TASK BRIEF:
Return every line of the material below that contains the string "driftwood".

↓

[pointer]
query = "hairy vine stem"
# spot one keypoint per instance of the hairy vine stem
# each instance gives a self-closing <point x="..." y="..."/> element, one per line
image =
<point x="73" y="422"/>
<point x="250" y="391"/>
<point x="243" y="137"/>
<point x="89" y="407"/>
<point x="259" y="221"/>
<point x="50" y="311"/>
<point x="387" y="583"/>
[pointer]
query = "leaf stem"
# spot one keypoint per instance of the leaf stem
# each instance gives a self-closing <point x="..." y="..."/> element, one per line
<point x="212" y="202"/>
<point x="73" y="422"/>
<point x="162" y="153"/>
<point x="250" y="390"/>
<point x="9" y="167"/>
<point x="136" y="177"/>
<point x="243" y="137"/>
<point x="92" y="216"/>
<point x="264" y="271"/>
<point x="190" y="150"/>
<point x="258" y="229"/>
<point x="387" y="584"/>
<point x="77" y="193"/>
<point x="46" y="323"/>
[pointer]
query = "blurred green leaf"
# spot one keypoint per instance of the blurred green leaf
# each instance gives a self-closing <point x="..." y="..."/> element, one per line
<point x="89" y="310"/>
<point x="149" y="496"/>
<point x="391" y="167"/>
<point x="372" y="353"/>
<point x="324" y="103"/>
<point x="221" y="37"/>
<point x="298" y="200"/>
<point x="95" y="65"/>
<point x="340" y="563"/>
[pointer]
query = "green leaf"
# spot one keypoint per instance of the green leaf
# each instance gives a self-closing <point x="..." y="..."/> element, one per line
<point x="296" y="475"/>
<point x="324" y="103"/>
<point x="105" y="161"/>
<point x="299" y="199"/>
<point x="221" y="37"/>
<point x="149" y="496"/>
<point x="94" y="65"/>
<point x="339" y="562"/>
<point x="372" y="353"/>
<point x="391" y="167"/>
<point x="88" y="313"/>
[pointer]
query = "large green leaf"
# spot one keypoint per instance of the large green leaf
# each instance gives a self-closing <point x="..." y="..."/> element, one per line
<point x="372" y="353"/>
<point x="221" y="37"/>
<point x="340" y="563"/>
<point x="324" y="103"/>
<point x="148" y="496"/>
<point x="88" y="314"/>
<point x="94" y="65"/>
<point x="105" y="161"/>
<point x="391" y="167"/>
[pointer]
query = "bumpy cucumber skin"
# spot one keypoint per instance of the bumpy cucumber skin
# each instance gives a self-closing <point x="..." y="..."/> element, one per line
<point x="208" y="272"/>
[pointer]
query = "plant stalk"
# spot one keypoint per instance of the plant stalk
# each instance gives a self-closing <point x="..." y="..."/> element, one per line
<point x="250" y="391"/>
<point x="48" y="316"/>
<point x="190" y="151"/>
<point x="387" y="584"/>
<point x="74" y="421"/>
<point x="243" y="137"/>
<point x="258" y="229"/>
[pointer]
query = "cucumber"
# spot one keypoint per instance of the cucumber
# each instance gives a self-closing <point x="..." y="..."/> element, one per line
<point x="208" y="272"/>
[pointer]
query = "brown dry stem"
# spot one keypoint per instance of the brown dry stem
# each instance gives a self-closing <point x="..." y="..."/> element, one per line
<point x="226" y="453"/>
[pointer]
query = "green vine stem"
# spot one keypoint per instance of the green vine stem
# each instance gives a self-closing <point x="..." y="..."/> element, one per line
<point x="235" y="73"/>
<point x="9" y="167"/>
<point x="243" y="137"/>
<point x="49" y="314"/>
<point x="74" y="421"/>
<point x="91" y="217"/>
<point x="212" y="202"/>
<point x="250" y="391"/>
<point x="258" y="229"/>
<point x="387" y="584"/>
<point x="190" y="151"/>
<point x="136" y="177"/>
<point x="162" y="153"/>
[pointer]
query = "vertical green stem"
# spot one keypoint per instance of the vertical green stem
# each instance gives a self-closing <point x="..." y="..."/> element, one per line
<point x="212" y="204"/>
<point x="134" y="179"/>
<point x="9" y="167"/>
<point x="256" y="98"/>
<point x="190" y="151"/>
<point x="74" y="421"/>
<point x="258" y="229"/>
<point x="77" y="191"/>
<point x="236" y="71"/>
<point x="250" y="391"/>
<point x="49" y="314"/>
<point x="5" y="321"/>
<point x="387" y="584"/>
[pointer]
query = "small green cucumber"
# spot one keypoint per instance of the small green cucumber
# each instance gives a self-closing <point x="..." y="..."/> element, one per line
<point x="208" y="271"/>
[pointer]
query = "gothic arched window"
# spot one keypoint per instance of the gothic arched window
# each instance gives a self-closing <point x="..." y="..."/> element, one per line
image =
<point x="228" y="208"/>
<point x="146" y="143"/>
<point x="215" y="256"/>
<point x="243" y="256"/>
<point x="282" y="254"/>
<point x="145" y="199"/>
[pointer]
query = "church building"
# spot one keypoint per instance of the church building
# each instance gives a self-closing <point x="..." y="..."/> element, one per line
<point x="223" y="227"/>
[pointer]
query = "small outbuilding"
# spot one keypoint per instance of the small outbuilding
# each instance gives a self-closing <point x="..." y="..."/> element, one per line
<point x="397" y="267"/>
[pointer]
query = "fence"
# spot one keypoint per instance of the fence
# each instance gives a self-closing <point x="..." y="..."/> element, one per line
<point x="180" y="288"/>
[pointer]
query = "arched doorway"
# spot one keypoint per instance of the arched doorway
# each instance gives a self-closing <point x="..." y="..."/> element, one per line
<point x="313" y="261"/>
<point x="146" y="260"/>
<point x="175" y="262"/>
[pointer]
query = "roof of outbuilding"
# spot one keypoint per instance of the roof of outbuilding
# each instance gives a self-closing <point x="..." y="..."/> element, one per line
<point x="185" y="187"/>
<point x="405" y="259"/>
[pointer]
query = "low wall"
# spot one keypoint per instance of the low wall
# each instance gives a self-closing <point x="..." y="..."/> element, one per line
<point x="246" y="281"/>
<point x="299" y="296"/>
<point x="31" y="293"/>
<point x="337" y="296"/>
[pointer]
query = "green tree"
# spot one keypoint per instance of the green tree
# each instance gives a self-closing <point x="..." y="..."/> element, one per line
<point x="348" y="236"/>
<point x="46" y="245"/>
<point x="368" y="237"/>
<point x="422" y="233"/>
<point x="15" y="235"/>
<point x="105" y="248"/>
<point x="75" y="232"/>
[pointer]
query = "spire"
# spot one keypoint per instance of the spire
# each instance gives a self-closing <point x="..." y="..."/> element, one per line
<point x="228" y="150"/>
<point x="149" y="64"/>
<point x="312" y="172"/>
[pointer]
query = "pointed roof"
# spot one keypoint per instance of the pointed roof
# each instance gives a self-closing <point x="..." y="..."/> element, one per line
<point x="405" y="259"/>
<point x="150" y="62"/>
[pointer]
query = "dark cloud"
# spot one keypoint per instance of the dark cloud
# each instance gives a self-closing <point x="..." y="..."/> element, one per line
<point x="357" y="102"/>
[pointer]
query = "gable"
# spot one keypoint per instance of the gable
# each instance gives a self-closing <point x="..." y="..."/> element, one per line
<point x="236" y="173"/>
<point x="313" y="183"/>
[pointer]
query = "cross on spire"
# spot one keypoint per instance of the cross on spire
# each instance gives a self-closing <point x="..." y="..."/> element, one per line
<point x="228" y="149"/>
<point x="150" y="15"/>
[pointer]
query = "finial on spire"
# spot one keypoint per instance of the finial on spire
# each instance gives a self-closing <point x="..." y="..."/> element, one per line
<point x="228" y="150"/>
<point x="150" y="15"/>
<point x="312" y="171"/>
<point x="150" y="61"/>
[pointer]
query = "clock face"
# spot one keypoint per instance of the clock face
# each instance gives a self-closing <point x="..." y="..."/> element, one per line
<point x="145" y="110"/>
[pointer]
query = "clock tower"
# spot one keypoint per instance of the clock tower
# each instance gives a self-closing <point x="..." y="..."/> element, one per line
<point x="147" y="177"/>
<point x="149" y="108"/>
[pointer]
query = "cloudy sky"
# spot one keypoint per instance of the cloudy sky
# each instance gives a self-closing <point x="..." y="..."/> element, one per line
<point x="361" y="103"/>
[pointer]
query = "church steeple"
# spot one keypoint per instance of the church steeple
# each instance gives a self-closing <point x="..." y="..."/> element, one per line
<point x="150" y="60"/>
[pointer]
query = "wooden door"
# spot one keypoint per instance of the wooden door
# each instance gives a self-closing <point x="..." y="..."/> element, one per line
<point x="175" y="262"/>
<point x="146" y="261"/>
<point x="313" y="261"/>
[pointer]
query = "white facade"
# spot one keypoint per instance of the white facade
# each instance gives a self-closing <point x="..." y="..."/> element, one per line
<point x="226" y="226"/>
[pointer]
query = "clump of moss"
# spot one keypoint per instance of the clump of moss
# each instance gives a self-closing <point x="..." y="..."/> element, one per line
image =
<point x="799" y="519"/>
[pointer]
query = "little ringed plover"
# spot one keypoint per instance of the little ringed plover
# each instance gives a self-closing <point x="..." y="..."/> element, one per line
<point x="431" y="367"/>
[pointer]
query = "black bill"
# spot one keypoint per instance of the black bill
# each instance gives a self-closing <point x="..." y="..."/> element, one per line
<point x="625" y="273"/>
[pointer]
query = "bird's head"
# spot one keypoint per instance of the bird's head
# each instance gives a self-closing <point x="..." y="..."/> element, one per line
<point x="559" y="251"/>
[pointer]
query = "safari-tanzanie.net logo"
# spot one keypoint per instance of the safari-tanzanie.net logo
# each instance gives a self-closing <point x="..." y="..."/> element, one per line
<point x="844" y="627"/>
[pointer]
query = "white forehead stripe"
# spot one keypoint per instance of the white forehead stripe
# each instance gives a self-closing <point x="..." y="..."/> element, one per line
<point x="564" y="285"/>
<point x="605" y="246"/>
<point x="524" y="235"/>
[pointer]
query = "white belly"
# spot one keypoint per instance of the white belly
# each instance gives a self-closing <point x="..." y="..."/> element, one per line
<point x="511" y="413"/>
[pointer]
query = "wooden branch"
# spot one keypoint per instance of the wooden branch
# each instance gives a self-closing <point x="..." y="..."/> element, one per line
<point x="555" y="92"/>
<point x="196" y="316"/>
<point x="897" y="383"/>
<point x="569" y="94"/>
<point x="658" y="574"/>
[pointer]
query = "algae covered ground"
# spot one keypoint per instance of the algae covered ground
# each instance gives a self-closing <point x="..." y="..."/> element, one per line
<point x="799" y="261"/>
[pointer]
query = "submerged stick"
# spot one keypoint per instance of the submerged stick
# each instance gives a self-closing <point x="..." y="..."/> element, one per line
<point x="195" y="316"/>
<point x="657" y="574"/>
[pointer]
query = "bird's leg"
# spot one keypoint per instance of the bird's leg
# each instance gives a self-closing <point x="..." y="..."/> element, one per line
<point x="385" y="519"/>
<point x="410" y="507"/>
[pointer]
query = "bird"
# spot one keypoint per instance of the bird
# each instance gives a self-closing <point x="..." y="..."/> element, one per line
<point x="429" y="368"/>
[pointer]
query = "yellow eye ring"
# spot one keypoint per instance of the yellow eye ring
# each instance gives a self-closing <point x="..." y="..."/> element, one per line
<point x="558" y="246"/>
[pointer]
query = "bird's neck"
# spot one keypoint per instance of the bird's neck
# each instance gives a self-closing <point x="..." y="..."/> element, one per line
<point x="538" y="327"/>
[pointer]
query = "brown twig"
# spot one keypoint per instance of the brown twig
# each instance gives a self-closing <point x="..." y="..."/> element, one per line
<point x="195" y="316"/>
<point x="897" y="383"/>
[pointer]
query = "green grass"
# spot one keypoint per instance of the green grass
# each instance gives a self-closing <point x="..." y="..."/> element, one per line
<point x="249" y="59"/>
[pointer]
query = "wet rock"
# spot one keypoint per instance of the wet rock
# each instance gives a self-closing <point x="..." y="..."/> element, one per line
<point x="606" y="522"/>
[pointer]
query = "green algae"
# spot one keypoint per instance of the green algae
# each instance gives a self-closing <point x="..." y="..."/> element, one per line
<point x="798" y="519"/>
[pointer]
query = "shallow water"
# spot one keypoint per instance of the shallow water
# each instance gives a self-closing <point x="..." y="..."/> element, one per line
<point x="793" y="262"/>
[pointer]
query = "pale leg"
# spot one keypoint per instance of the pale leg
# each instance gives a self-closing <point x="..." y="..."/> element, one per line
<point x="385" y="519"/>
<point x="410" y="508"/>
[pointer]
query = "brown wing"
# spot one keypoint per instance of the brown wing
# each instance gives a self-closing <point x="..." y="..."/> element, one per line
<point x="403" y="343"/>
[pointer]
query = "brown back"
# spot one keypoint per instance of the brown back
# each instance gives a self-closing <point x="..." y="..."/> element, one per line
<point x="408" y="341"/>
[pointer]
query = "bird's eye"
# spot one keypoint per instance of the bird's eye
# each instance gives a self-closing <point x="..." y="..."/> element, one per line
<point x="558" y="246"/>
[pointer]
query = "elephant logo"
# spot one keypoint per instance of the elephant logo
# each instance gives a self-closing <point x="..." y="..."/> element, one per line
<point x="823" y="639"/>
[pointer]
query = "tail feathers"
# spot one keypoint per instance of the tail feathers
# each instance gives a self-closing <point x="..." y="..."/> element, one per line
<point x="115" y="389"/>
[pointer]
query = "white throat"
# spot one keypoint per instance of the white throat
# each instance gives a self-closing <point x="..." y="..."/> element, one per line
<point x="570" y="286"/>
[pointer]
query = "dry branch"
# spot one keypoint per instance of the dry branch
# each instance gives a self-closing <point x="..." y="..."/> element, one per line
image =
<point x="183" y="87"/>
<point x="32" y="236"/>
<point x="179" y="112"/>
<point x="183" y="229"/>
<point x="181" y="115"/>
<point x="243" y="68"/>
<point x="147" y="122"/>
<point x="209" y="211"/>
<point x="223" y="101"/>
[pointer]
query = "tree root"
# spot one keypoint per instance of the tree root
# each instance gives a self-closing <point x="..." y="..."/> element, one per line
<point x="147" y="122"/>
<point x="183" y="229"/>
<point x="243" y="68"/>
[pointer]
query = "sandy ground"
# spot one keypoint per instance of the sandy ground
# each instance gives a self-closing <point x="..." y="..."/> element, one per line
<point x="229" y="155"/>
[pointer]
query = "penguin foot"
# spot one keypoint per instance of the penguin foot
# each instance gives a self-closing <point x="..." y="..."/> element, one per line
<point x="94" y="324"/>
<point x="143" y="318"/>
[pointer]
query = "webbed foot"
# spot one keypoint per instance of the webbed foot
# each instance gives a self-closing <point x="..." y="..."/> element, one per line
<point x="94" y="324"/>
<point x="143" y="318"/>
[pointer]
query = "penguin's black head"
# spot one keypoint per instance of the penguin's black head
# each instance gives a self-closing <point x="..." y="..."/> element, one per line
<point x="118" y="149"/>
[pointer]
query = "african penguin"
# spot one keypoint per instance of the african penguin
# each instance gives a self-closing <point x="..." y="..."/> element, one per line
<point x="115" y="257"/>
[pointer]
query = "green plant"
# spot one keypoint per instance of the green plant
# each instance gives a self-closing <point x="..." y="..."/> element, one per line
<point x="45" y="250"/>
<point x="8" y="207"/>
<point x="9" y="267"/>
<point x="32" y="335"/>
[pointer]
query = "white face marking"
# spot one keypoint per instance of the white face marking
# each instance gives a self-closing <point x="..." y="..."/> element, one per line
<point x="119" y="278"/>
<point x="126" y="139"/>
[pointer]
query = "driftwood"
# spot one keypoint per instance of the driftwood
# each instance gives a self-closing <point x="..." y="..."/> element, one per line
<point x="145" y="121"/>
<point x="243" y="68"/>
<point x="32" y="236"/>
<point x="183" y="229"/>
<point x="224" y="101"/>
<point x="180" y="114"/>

↑

FINISHED ANSWER:
query = "driftwood"
# spot one keypoint per instance of the driftwood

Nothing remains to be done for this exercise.